> **REQUIREMENT A**:
Find every line in the entries that contains the string "peony" and copy each one out in full. Matching is case-sensitive.

— BEGIN SELECTION —

Identifying Near Duplicate Strings

Hello all,

I have a scenario of identifying near duplicate strings. Let’s say same names “Sandeep Joice” & “Snadeep Joice” for example. These are not duplicate but near duplicate.

Any leads on how to identify?

Regards
Joice

Hi
Hope these steps would help you resolve this
—now use assign activity like this
List_strings = Split(“yourinputstring”,” “).ToList()
—now use a while loop and mention the condition like this
counter < List_strings.Count
Where counter is a int32 variable with default value as 0 defined in the variable panel
—inside the while loop use a assign activity like this
occurrence = 0
Where occurrence is a int32 variable used to count how many times the string has repeated

—then next to this inside the while loop use a For each Activity and pass the above variable List_strings as input where change the type argument as string in the property panel
—inside the for each loop use a IF condition like this
item.ToString.Equals(List_strings(counter).ToString)
If this condition is true it will go to THEN part where we can use a assign activity like this
occurrence = occurrence + 1
—now next to this FOR EACH loop inside the while loop use a WRITELINE activity and mention like this
“The word “ +List_strings(counter).ToString+” has occurred “+occurrence.ToString+” times.”
—followed by that use a assign activity to increment the counter value like this
counter = counter + 1

Hope this would help you
Kindly try this and let know for any queries or clarification
Cheers @enoondusandeepa

1 Like

Thanks for the headsup. I tried this and it returns the occurrence of the word. What I am trying to do is, check the similarity of the two nearly duplicate strings. Based on the result, planning to perform some activities.

Take a look at the custom activity from Roboyo, it calculates some of the more common Fuzzy matching algorithms. Read the license though as well.

1 Like

— END SELECTION —
— BEGIN RECORDS SHOWN —

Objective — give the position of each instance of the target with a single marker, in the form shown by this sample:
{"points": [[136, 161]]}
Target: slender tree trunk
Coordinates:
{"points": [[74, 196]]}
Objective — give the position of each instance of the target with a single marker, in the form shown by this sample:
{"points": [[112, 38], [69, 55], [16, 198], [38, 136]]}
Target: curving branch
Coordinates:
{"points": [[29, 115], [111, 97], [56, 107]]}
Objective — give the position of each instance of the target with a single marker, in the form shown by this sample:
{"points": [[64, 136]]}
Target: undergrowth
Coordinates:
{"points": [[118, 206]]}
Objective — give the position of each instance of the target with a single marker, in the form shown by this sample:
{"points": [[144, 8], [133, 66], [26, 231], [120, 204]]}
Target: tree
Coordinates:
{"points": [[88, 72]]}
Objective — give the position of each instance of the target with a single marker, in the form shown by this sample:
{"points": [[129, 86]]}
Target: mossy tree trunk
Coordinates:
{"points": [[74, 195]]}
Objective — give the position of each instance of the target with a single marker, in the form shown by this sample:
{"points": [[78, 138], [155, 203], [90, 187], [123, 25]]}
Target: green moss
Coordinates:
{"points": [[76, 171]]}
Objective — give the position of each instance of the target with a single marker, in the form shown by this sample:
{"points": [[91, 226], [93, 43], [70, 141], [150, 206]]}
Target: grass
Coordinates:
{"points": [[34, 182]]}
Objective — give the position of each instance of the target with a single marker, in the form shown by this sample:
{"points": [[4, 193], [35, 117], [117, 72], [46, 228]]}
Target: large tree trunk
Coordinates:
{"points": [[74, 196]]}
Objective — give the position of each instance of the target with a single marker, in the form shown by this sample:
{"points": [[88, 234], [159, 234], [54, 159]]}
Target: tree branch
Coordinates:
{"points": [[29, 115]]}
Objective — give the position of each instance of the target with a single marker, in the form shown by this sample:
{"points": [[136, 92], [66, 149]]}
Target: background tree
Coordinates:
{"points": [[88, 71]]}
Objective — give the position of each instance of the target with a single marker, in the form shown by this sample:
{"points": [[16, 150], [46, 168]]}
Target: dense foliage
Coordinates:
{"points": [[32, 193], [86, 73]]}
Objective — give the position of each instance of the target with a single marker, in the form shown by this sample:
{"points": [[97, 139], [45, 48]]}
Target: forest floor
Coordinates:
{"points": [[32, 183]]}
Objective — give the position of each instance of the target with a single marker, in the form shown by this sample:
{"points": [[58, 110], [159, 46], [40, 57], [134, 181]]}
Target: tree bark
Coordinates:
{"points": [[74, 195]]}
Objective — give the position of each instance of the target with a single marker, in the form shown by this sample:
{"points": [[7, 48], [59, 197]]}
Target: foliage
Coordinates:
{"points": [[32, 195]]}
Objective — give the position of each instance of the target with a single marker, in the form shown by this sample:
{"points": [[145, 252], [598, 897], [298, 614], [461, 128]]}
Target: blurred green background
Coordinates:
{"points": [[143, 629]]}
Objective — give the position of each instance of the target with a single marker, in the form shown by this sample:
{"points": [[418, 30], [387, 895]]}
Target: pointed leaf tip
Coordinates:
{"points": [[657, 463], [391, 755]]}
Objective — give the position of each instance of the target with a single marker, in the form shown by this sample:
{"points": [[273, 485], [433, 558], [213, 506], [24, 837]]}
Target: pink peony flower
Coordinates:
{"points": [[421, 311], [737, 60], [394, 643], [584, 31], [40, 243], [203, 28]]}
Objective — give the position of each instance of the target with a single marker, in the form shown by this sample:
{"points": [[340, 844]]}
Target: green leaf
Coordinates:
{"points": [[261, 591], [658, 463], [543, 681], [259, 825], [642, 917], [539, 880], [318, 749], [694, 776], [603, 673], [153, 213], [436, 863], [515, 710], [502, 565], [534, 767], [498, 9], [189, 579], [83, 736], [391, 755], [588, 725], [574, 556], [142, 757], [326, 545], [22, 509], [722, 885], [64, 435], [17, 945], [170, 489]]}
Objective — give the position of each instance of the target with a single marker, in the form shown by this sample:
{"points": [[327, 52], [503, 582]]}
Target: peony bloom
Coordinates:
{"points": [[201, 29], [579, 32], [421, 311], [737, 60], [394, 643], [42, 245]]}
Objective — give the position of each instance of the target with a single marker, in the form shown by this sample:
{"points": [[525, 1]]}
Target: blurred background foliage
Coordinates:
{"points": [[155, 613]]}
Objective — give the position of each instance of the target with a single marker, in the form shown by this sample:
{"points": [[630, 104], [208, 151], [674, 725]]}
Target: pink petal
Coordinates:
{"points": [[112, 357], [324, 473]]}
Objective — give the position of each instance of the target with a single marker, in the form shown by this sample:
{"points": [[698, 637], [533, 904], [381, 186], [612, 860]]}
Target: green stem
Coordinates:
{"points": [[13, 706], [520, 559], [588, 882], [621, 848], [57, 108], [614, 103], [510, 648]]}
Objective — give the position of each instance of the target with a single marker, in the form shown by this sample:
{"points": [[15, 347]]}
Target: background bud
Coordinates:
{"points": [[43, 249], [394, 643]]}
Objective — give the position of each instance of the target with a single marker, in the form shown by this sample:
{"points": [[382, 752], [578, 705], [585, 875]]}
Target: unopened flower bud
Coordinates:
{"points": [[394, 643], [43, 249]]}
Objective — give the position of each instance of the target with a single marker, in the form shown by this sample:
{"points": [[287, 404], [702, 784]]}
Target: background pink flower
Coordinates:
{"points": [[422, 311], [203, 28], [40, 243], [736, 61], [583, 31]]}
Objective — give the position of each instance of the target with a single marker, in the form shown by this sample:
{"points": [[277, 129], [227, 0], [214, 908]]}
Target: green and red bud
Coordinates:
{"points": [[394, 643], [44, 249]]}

— END RECORDS SHOWN —

> **REQUIREMENT B**:
Repeat, word for word, the stretch of the forum thread about near duplicate strings from "Thanks for the" through "perform some activities.".

> **TASK SOLUTION A**:
Target: pink peony flower
Target: peony bloom

> **TASK SOLUTION B**:
Thanks for the headsup. I tried this and it returns the occurrence of the word. What I am trying to do is, check the similarity of the two nearly duplicate strings. Based on the result, planning to perform some activities.